§ **Problem 1**: Please repeat the passage on Nintendo Badge Arcade word for word, from "2014 video game" up to and including "in November 2015.".
━━━ Passage to read
- Opening Menu showcasing the Arcade adorned with many Nintendo characters
- Developer: Nintendo SPD
- Publisher: Nintendo
- Director: Shohei Mizutani
- Producer: Kouichi Kawamoto
- Designers: Hiromi Sugimoto Koji Sonoyama
- Programmers: Hirotake Matsushita Masanori Unno
- Artists: Koji Sonoyama Hiromi Sugimoto Arisa Yanagi
- Writers: Atsuto Yagi David Davoodi Paul Merrill
- Composers: Masato Onishi Daisuke Matsuoka
- Platform: Nintendo 3DS
- Release: JP: December 17, 2014; NA: November 10, 2015; PAL: November 13, 2015;
- Genre: Miscellaneous
- Mode: Single-player

= Nintendo Badge Arcade =

2014 video game

Nintendo Badge Arcade, known in Japanese as Badge Torēru Center (バッジとれ〜るセンター, Bajji Torēru Sentā), was a freemium application developed by Nintendo for the Nintendo 3DS, allowing players to customize the 3DS home menu with badges. The game launched in Japan in December 2014, and worldwide in November 2015.
━━━━━━
━━━ Material to process
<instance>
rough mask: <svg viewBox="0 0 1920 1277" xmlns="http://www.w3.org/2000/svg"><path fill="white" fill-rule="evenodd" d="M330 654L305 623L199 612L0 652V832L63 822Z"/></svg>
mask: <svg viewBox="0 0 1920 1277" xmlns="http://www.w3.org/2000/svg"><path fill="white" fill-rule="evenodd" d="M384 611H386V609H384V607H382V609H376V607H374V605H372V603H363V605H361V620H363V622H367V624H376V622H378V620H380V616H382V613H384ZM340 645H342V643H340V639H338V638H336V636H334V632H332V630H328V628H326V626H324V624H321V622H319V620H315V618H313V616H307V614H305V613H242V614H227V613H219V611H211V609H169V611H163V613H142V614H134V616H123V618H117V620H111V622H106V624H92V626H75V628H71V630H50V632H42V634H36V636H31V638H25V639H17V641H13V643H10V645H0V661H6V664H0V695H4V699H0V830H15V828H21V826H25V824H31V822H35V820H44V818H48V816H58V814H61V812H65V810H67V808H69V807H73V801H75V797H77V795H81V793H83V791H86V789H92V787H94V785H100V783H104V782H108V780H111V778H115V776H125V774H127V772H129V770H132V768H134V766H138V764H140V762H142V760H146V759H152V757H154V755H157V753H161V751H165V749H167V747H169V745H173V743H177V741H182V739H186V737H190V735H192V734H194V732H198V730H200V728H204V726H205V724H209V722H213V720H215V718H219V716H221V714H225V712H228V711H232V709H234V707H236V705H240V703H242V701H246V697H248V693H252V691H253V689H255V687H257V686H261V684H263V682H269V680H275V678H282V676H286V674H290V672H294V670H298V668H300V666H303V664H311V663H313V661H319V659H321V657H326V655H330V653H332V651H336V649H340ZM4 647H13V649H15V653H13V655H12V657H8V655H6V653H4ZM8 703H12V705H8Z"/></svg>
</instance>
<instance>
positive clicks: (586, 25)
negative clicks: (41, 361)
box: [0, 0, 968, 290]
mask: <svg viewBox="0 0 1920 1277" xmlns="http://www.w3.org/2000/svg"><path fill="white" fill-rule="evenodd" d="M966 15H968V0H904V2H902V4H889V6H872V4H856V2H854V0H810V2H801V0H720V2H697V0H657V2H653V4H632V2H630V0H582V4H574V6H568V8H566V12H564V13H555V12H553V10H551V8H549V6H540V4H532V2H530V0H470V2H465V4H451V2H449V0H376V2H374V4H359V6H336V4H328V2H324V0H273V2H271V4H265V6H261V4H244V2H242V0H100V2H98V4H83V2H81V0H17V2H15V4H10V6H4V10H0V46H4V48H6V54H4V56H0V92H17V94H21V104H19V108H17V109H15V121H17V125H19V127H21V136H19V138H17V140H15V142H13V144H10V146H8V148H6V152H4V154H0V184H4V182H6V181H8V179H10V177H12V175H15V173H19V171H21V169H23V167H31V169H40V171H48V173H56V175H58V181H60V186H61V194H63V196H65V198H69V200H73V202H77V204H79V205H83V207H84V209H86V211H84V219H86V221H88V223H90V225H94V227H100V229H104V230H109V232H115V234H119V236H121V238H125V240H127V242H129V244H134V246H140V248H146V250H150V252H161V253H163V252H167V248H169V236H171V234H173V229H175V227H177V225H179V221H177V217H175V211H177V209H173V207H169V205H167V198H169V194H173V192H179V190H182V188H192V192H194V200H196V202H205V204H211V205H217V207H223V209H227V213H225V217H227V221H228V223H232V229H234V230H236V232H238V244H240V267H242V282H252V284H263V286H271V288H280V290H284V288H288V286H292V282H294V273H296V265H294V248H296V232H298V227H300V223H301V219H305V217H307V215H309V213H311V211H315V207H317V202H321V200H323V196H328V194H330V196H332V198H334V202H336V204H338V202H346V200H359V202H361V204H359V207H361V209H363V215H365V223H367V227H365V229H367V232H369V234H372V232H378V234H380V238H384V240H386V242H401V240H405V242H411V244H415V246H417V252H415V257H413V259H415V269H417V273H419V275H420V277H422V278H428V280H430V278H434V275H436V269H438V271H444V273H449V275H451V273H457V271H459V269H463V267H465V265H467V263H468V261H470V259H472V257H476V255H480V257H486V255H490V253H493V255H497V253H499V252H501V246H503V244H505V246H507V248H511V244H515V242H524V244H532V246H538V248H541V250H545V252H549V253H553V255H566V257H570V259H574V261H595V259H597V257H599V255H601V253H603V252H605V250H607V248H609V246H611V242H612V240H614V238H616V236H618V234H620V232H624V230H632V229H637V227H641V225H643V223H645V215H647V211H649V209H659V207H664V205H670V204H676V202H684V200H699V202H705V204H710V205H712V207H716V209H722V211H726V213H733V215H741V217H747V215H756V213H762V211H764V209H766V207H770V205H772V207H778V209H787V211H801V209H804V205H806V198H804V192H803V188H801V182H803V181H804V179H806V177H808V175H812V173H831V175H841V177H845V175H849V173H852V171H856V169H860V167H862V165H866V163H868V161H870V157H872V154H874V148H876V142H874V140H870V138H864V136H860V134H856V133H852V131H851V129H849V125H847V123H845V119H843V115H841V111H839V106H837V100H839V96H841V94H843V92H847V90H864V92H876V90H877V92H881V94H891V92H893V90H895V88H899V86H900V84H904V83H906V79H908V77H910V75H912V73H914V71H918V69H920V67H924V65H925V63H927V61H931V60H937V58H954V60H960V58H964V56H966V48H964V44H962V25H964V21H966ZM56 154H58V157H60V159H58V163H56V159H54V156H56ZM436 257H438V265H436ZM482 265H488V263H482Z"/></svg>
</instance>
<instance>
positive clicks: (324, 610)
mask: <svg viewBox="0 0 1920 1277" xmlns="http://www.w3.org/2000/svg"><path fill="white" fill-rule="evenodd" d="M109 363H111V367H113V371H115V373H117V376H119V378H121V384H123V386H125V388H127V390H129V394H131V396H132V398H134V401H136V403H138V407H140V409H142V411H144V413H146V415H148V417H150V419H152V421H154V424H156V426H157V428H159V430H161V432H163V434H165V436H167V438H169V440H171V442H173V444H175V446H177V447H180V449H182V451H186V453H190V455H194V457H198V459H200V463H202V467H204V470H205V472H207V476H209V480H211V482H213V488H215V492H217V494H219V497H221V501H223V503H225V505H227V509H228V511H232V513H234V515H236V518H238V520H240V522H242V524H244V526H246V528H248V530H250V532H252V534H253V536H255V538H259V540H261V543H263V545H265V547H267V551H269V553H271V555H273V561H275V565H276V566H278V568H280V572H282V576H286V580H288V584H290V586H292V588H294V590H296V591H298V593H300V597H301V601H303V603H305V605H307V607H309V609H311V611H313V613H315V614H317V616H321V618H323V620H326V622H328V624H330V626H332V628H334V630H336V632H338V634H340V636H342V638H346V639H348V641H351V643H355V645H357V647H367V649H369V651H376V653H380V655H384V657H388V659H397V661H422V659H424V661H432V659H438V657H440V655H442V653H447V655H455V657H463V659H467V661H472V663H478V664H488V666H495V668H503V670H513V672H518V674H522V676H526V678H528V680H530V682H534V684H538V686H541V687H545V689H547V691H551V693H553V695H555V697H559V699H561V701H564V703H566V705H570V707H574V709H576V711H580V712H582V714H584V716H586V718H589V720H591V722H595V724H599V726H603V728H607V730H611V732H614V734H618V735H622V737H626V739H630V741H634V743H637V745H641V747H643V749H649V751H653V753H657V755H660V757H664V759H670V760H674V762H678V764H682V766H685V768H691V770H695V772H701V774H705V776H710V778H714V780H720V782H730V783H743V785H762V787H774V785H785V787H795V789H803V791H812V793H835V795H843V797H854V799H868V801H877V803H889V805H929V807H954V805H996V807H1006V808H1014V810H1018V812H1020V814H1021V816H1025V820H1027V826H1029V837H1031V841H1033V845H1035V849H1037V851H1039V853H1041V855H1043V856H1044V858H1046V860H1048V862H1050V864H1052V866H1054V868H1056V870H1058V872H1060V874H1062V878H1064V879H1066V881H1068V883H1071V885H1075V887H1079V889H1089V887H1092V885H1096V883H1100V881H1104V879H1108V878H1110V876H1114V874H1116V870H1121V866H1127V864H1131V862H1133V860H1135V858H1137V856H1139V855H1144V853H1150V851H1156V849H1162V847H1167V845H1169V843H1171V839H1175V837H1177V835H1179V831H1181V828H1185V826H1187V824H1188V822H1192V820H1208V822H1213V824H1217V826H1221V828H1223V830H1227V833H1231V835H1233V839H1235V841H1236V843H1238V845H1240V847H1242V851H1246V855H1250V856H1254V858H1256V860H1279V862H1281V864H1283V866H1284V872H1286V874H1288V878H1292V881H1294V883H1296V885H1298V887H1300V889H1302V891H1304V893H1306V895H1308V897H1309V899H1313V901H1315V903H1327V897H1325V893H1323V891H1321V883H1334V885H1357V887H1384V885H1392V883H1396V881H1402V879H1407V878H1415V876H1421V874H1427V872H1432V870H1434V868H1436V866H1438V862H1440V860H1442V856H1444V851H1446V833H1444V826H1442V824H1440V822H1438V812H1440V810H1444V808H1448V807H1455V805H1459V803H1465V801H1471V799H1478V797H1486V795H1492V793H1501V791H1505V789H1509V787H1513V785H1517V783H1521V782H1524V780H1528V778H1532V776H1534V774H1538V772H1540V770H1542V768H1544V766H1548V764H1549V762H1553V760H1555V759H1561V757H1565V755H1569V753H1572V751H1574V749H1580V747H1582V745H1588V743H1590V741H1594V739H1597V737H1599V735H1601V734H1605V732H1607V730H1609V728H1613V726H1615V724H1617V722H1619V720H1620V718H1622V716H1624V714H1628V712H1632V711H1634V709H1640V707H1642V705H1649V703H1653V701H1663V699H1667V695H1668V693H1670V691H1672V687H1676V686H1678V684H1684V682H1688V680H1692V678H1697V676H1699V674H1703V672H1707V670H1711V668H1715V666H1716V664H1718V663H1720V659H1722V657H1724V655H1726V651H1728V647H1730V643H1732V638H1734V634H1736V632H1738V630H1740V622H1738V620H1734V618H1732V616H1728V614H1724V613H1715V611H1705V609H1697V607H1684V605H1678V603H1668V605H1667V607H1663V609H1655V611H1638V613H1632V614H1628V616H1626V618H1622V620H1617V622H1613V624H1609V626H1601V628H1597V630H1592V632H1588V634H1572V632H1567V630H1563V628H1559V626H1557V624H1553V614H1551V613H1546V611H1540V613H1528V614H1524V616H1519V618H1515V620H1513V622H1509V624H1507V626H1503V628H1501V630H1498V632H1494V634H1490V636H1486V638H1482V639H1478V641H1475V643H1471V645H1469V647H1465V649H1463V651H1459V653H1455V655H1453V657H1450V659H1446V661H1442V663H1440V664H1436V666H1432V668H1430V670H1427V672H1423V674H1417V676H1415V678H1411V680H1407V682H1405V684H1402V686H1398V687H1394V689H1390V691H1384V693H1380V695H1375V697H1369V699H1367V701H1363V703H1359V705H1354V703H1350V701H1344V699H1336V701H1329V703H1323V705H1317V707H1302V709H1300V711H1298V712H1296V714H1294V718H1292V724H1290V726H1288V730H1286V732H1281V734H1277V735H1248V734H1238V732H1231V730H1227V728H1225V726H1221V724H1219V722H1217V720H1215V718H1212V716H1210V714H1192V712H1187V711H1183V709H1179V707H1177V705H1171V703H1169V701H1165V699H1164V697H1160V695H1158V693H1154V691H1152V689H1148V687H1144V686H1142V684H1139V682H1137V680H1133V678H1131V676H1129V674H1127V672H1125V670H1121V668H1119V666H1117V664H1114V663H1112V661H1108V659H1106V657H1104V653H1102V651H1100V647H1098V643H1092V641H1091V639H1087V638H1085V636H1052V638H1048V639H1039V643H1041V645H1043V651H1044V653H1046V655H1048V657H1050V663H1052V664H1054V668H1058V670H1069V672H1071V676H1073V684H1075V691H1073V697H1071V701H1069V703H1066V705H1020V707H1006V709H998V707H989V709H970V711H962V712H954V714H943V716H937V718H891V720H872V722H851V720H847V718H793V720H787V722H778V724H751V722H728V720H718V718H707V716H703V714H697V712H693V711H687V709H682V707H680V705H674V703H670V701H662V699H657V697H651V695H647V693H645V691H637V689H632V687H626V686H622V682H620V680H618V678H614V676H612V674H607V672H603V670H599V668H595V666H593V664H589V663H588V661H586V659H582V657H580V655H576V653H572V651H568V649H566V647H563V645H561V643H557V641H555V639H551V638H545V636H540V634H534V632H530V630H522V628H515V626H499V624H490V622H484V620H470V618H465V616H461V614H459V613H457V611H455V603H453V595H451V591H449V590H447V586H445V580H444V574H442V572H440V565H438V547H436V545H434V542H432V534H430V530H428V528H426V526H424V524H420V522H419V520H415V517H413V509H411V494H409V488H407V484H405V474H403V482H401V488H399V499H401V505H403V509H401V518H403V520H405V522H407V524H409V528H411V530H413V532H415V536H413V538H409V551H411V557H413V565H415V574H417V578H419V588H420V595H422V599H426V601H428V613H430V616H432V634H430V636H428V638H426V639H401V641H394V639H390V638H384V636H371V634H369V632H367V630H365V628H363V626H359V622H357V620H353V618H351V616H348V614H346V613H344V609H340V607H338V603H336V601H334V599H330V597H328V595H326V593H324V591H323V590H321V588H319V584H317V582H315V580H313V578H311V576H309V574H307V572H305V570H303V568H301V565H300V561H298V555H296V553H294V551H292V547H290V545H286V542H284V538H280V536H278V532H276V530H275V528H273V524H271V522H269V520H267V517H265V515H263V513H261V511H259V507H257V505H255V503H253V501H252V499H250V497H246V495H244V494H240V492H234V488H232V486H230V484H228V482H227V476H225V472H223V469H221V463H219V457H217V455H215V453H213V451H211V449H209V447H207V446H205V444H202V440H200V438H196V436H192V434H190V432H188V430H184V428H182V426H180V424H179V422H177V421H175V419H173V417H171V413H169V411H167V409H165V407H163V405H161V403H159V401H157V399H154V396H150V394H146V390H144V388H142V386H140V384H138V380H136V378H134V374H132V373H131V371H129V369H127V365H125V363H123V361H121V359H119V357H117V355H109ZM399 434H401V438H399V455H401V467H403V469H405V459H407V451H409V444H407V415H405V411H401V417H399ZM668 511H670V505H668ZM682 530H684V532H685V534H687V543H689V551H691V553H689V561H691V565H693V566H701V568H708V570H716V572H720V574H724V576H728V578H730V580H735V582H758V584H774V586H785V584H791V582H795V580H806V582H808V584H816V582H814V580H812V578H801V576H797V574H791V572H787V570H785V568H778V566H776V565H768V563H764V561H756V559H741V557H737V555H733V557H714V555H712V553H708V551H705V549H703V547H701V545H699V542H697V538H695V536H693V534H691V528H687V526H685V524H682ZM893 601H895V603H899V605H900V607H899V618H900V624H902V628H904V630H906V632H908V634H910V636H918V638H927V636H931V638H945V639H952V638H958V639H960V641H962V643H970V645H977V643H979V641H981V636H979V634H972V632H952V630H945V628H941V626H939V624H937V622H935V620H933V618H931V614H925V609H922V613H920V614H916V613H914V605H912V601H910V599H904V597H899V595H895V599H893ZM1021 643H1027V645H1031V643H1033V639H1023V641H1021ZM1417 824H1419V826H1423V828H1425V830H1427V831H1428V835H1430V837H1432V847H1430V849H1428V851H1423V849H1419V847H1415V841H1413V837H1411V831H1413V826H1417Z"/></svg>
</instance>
━━━━━━
§ **Problem 2**: Format the entries as a numbered list, from their first line up to and including the line with "rough mask: <svg", and skip any blank lines.

§ **Response 1**:
2014 video game

Nintendo Badge Arcade, known in Japanese as Badge Torēru Center (バッジとれ〜るセンター, Bajji Torēru Sentā), was a freemium application developed by Nintendo for the Nintendo 3DS, allowing players to customize the 3DS home menu with badges. The game launched in Japan in December 2014, and worldwide in November 2015.

§ **Response 2**:
1. <instance>
2. rough mask: <svg viewBox="0 0 1920 1277" xmlns="http://www.w3.org/2000/svg"><path fill="white" fill-rule="evenodd" d="M330 654L305 623L199 612L0 652V832L63 822Z"/></svg>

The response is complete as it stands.